- _PASSAGE GIVEN_
-- begin --

Anonymous Monk has asked for the wisdom of the Perl Monks concerning the following question:

There was much discussion on this a month or so ago, but not quite for what I'm looking for. I'm looking for a way to compare two audio files (mostly voice data) for a percentage match. The system dials a phone number and gets an audio message, it then compares it to the original audio file. The problem is that the timing will not match up exactly and there will invariably be some noise in the sample over the phone lines.

Comment on Comparing Two Audio Files
Re: Comparing Two Audio Files
by Joost (Canon) on Jun 11, 2007 at 22:53 UTC
    Are ware talking repeated recorded messages or just recordings of people saying the same thing? In other words, are you looking for something that matches bad recordings of the same source data or are you trying to do natural spoken language recognition?

    I'm not an expert on either, but I'd probably take a stab at problem A (matching noisy recordings) by first applying a low-pass filter to get rid of most of the noise, then downsample to some really low sample-rate, then find the peaks in the recording and see if the timing of the peaks matches any of the pre-determined messages.

    That would probably only work if you have a fairly limited number of messages, but at least it's reasonably easy to implement using standard command-line driven audio tools for the conversions and then using something like Audio::SndFile (disclaimer: I wrote it) to parse the data and find the peaks.

Re: Comparing Two Audio Files
by Zaxo (Archbishop) on Jun 12, 2007 at 00:33 UTC

    There is a mathematical technique called convolution which represents the similarity of two signals. In some contexts, it's called the correlation function. It's fairly easy to calculate with perl tools.

    PDL is ideal for this. Take the FFT (Fast Fourier Transform) of each set of audio data. Multiply the transformed datasets term by term. Take the inverse FFT of the product dataset and you have the correlation function.

    If the two signals are pretty much identical, the correlation function should approximate a delta function, having a strong spike at zero and vanishing elsewhere. For real world data, some scaling, filtering, and normalization might be desirable.

    For this to work, the audio data should be raw signed numbers. You will likely need to decode to that for most popular audio formats. PDL::Audio may be of help.

    After Compline,
    Zaxo

Re: Comparing Two Audio Files
by Anonymous Monk on Jun 14, 2007 at 00:53 UTC
    Thank you. I will have to read up on both of these methods, I hope that I can understand them. The system is a phone dialing mechanism that checks for a proper routing message and there are a limited number of messages. I want to test against each possible message to find which one it is and then also report if it is an unknown message.

-- end --

In the forum thread, which tool does Zaxo call ideal for calculating the correlation function? The material that comes next has nothing to do with the forum thread.

- _SUPPLIED DATA_
-- begin --

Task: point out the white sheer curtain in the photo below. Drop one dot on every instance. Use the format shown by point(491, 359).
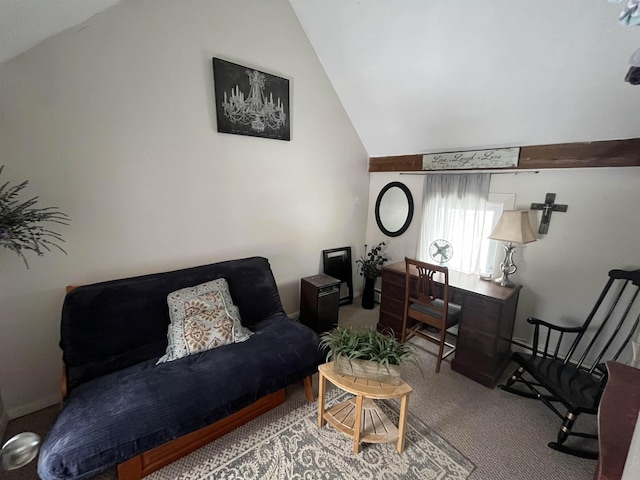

-- end --

- _RIGHT ANSWER_
PDL